(Fragmento seleccionado)
/---

Sin embargo, hay un beneficio evidente en esas nuevas medidas, pero no para las bibliotecas. Ya que la ley francesa vela por que así sea: desde 2006, el Código de la propiedad de la persona pública (Ordenanza n.º 2006-460 del 21 de abril de 2006) autoriza la venta de las “colecciones corrientes, enajenables” de la producción industrial banal y contemporánea, por contraposición a los “documentos antiguos, raros o valiosos” que forman parte del dominio público (artículo L2112-1) y están sujetos a la norma de la inalienabilidad. Desde entonces se han introducido diversos ajustes y matices, pero lo fundamental se mantiene. Las empresas privadas especializadas en los libros de segunda mano compran o recuperan conjuntos de documentos, a menudo todavía atractivos, y los revenden, sellados como están, sin la menor marca, pese a ser obligatoria según la ley de “desafectación”. Uno esperaría que la Administración pública francesa se ocupase de esas ventas, pero parece que no es en absoluto el caso. Lo más llamativo es que algunas de estas empresas privadas emplean un marketing caritativo y ecorresponsable para atraer a los responsables de las bibliotecas. El sitio web Recyclivre es digno de mención en ese sentido. Creado en 2008 como un “servicio gratuito de recogida de libros a domicilio”, se dirige a gente que acaba de heredar, deseosa de vaciar casas y apartamentos, así como a los “deshierbadores”. Presentada a menudo como “la alternativa solidaria a Amazon”, esta empresa de una treintena de asalariados presume en su sitio web de “60.425 árboles salvados” (cifra que debe entenderse como el equivalente al número de libros no impresos al no haber sido destruidos) y destaca que el 10% del precio de las ventas netas se dona, entre otras organizaciones, a asociaciones de lucha contra el analfabetismo. La facturación de 2020 fue, según su fundador, de 9 millones de euros. “Hemos diseñado algoritmos que permiten clasificar los libros y determinar su precio. Los que tienen grandes posibilidades de venderse, los que nunca se venderán y los que podrían venderse pero son menos demandados” (5). Una práctica que no es ajena a Amazon o Momox, y que refuerza la invisibilización de títulos menos comerciales.

\---

(Tarea)
Responda estas preguntas con datos del fragmento sobre la venta de libros de las bibliotecas:
1. ¿Qué ordenanza de 2006 autoriza la venta de las colecciones corrientes y enajenables?
2. ¿En qué año se creó el sitio web Recyclivre?
3. Según su fundador, ¿cuál fue la facturación de Recyclivre en 2020?

(Registros de datos)
/---

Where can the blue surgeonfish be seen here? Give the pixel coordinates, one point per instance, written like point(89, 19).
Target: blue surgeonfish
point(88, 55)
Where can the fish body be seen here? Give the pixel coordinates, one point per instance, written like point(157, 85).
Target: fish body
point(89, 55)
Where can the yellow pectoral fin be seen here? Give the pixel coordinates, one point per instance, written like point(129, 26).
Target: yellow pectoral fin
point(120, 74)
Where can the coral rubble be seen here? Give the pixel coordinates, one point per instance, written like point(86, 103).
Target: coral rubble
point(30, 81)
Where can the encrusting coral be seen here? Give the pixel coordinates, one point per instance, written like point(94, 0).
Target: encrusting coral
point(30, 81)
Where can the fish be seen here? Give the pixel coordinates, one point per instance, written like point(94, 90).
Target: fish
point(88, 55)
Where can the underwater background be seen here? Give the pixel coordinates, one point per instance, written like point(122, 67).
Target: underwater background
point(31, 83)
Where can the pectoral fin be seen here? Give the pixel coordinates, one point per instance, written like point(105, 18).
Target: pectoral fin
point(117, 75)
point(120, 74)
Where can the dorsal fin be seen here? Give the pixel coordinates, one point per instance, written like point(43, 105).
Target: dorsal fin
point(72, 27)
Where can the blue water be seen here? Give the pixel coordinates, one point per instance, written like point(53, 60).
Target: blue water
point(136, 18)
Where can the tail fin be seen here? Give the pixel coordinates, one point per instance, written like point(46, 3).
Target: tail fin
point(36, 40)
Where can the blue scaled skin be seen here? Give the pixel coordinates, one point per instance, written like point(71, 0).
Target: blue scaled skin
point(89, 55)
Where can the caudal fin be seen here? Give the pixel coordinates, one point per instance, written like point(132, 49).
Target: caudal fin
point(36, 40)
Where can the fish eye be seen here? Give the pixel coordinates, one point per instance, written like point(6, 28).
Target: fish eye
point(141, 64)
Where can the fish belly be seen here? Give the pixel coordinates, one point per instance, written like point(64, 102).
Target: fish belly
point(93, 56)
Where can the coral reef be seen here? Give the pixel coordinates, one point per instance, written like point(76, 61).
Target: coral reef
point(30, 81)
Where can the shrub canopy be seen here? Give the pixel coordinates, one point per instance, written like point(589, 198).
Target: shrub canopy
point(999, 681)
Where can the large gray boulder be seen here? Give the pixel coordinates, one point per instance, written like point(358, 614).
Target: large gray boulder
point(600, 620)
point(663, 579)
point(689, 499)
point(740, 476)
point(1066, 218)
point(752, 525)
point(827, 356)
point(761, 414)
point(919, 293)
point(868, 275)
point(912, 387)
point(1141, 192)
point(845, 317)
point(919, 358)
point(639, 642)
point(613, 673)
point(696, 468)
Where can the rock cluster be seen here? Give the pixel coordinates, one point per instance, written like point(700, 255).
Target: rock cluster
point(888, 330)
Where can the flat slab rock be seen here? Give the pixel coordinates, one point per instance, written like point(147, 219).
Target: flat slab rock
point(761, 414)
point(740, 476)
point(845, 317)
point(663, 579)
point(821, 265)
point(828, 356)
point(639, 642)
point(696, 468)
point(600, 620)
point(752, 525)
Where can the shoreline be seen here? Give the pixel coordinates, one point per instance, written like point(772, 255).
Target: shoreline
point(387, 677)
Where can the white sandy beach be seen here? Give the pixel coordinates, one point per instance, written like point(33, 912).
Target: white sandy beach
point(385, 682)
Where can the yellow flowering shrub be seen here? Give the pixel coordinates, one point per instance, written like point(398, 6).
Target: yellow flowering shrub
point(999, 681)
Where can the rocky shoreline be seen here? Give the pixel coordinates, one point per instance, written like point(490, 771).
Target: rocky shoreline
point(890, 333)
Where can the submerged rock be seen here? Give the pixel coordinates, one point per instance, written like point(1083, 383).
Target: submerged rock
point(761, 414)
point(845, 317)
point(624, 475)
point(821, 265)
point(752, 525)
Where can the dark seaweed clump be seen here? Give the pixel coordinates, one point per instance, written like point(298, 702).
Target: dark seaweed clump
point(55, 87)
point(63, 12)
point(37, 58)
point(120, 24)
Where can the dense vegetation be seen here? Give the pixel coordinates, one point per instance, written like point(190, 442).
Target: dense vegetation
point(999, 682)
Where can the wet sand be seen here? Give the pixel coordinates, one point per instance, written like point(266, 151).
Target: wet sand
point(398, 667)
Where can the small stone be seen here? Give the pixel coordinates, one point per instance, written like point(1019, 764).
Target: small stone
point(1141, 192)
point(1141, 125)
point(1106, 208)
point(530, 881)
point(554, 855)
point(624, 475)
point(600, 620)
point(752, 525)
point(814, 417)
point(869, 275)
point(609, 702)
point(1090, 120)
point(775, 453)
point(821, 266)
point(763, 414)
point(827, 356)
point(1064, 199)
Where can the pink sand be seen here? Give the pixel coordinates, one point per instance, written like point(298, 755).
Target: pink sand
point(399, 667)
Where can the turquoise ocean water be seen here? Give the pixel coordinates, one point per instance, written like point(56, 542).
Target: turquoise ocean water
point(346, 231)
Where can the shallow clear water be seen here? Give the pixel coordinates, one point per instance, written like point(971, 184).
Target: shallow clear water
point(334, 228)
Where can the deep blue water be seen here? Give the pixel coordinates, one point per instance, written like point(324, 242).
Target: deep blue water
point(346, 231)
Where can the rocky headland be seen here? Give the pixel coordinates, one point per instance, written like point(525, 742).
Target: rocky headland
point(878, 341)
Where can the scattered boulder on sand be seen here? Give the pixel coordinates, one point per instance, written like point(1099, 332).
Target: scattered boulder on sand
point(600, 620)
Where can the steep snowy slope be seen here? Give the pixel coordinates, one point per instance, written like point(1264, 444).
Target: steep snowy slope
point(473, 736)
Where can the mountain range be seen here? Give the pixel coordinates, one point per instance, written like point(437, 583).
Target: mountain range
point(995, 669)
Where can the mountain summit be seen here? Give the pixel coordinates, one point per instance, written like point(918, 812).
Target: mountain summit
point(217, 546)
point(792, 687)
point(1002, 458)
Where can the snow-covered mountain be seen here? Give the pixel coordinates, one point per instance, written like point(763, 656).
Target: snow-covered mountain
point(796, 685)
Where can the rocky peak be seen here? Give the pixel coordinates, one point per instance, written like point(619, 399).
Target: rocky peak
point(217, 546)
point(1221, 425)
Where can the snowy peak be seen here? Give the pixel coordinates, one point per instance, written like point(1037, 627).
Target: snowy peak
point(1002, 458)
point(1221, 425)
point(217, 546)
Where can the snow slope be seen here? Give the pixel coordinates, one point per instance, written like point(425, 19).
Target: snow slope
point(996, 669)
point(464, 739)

\---

(Resultado del ejercicio)
1. La Ordenanza n.º 2006-460 del 21 de abril de 2006, correspondiente al Código de la propiedad de la persona pública.
2. En 2008.
3. Fue de 9 millones de euros.